DATA FOR THIS EXERCISE start

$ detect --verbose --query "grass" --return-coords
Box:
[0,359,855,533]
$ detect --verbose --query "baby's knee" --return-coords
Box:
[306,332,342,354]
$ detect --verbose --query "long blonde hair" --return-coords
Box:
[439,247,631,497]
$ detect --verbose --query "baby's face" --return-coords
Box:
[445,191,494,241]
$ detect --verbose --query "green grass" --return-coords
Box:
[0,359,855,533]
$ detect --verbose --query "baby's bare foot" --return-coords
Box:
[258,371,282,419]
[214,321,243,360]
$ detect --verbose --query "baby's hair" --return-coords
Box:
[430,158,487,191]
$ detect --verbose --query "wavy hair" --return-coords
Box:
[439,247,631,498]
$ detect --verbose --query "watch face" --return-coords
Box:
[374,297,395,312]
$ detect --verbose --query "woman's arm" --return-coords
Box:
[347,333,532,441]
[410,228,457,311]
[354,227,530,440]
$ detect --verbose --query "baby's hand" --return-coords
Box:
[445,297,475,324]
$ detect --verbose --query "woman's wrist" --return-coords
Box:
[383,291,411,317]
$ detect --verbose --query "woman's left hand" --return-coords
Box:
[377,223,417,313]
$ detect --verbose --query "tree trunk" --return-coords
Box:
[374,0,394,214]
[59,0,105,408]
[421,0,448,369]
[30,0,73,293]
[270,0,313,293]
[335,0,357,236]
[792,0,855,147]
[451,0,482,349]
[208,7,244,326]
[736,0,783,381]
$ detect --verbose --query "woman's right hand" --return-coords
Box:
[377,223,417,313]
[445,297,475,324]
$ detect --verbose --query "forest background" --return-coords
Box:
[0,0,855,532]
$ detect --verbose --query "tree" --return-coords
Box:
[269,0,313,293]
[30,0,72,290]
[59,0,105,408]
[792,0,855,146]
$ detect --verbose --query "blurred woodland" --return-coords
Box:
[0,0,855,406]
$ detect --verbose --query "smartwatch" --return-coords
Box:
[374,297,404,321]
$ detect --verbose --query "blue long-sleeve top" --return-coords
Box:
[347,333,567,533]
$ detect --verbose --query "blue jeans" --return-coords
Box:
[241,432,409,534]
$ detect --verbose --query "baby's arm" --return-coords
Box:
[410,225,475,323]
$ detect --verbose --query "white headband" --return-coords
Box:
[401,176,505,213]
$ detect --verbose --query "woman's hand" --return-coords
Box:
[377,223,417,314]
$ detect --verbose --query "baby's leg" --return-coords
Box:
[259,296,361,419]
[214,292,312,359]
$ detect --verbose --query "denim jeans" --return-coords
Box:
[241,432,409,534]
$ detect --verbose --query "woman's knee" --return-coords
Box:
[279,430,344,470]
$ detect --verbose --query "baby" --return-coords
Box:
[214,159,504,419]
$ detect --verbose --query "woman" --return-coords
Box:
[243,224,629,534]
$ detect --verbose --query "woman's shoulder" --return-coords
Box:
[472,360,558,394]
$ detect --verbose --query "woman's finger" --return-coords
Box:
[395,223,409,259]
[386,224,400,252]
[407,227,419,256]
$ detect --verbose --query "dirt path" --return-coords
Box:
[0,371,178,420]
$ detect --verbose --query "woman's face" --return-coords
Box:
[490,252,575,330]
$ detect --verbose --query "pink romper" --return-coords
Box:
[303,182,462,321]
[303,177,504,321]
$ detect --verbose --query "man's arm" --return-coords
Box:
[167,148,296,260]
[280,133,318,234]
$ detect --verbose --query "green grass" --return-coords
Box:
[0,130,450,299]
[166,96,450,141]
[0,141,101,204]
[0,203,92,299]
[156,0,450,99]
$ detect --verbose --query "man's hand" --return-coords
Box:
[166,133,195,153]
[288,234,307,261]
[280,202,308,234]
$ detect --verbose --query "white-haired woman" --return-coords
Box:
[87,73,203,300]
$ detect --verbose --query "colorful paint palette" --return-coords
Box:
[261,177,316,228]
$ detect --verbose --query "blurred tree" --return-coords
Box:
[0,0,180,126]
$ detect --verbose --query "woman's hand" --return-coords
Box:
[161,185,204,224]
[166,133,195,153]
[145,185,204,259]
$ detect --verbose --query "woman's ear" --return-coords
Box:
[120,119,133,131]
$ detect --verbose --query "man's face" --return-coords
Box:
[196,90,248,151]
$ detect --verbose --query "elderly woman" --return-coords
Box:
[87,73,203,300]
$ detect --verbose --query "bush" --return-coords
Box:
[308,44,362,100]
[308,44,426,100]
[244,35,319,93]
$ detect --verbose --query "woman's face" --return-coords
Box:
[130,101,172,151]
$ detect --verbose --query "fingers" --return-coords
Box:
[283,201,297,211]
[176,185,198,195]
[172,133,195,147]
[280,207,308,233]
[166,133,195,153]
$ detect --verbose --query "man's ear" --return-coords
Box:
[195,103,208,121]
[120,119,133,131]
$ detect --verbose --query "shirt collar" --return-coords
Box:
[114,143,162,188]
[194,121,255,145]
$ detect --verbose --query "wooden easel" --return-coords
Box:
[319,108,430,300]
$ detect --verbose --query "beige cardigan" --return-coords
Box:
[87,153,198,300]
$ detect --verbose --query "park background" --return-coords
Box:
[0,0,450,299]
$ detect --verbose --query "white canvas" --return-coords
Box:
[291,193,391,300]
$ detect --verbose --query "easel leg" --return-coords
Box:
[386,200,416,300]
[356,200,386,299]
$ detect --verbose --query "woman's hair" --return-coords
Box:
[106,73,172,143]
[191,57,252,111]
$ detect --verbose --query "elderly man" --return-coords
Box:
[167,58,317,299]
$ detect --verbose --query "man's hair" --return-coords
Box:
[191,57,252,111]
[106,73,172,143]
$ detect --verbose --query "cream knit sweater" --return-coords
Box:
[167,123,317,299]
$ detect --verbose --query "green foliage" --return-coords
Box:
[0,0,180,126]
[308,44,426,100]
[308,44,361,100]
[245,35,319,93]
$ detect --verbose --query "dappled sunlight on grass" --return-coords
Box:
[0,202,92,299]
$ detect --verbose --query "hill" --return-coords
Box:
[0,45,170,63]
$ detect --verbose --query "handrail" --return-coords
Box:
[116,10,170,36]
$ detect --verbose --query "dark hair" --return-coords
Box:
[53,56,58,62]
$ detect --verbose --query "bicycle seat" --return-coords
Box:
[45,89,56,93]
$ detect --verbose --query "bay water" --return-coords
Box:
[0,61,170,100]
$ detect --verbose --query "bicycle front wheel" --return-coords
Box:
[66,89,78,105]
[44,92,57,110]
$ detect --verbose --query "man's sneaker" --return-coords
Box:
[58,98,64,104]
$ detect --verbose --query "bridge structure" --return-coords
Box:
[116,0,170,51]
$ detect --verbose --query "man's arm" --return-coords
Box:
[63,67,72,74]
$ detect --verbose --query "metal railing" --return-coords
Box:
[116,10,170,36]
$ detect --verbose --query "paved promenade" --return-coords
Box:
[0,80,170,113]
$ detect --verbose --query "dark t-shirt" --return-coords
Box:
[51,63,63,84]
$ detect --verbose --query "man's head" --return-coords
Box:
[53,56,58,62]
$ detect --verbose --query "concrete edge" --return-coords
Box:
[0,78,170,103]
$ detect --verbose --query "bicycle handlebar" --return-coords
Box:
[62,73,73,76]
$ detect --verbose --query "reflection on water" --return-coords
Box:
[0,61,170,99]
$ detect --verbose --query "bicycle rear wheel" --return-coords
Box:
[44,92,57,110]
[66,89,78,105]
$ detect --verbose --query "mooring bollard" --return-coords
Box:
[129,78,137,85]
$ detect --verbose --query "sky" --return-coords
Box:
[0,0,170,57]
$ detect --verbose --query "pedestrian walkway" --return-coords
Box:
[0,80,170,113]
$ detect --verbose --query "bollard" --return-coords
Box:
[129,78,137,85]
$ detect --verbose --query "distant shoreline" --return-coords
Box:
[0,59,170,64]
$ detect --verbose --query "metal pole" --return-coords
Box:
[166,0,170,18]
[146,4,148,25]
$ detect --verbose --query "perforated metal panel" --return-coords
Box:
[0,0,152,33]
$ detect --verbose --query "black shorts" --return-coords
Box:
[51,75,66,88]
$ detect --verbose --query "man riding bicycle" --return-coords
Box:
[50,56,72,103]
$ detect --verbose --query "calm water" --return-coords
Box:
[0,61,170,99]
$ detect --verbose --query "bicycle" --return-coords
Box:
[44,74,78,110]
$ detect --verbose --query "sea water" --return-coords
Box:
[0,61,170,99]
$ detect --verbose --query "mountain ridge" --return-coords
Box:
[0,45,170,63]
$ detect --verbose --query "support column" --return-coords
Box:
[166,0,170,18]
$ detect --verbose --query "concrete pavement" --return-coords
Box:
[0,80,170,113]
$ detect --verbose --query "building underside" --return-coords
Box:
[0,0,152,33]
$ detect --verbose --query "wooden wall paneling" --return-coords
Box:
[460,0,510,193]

DATA FOR THIS EXERCISE end
DATA FOR THIS EXERCISE start

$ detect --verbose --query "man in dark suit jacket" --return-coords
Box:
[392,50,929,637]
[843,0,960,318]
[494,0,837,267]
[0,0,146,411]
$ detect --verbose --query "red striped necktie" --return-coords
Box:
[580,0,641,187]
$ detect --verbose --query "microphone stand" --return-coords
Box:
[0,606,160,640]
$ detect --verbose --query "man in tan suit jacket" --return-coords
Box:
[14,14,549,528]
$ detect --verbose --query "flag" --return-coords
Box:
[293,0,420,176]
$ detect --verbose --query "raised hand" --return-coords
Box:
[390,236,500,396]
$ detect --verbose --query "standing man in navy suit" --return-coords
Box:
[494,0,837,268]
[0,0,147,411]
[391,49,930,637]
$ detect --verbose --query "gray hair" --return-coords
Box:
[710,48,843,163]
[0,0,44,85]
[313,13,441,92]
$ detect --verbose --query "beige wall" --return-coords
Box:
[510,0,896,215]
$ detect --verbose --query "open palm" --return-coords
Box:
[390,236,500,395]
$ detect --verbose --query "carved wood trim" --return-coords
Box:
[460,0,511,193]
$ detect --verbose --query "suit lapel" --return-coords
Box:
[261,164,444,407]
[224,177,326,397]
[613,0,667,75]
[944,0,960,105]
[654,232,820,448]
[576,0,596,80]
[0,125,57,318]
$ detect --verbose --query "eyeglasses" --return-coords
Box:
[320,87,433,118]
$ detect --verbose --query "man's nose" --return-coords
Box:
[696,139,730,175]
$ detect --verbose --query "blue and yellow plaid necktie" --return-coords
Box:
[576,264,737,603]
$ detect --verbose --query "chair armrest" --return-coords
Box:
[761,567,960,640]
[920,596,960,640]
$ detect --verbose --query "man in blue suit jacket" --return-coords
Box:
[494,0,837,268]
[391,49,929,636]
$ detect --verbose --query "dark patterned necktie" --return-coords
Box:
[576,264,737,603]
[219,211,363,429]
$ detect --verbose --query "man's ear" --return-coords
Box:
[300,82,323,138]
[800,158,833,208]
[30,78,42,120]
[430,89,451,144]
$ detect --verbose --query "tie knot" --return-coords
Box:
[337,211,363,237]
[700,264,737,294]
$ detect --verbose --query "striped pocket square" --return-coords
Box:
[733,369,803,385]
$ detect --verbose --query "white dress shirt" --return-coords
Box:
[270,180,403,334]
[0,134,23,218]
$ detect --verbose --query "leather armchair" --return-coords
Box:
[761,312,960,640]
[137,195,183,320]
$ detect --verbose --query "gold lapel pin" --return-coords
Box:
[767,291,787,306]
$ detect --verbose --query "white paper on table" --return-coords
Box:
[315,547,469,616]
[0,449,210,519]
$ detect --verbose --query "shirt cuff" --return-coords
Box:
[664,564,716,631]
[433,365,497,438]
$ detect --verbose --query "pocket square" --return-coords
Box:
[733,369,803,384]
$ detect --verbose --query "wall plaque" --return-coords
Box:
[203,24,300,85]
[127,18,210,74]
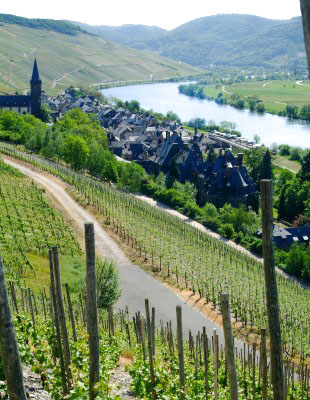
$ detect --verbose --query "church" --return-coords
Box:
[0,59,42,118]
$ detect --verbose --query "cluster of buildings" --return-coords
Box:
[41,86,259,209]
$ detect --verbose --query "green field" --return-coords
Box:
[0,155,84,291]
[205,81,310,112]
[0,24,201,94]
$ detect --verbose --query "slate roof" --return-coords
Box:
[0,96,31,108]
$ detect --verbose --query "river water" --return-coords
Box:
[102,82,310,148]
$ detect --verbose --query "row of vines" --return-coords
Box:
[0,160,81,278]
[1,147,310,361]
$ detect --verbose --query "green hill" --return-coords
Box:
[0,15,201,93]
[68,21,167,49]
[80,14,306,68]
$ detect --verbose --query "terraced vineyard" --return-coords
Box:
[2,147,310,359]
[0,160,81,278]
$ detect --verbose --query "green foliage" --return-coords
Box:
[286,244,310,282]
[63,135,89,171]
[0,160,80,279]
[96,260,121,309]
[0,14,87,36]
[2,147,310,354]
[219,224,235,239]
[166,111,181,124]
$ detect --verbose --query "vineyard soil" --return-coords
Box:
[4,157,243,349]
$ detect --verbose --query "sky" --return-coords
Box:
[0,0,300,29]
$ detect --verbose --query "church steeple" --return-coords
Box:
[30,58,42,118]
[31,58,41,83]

DATA FOR THIS EXERCISE end

Identify every line of the records that contains the string "wall", matching case exactly, and copy each such line.

$ detect --verbose --query "wooden wall paneling" --return-coords
$ detect --verbose --query "beige wall" --return-coords
$ detect --verbose --query "wall plaque" --return-coords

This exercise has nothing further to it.